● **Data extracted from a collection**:
-*-*-
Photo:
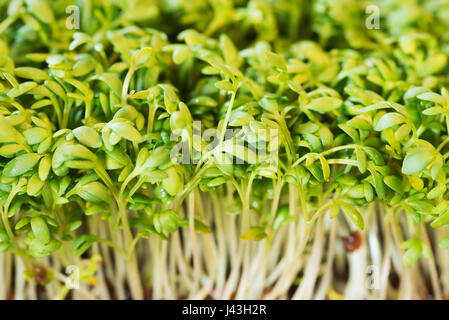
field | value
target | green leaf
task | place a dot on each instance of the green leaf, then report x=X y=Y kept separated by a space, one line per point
x=88 y=136
x=113 y=82
x=21 y=165
x=254 y=233
x=41 y=9
x=389 y=120
x=169 y=220
x=23 y=88
x=35 y=135
x=394 y=183
x=324 y=104
x=126 y=130
x=361 y=159
x=433 y=97
x=413 y=248
x=416 y=162
x=40 y=230
x=34 y=185
x=94 y=191
x=39 y=250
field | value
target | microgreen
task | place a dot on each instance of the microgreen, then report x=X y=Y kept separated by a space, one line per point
-*-*-
● **Assignment**: From top to bottom, restate the records above exactly and omit every picture.

● **Result of the task**:
Photo:
field | value
target | green leaf
task | place a dot on each instance of the green leaf, then report x=X y=Y kept separated by a space, one line per point
x=88 y=136
x=113 y=82
x=21 y=165
x=254 y=233
x=41 y=9
x=389 y=120
x=169 y=220
x=23 y=88
x=35 y=135
x=394 y=183
x=324 y=104
x=126 y=130
x=361 y=159
x=433 y=97
x=413 y=248
x=416 y=162
x=40 y=230
x=34 y=185
x=94 y=191
x=39 y=250
field | value
target | microgreen
task | place a dot on each instance of the microgreen, then report x=X y=Y kept separated by a space, one line per point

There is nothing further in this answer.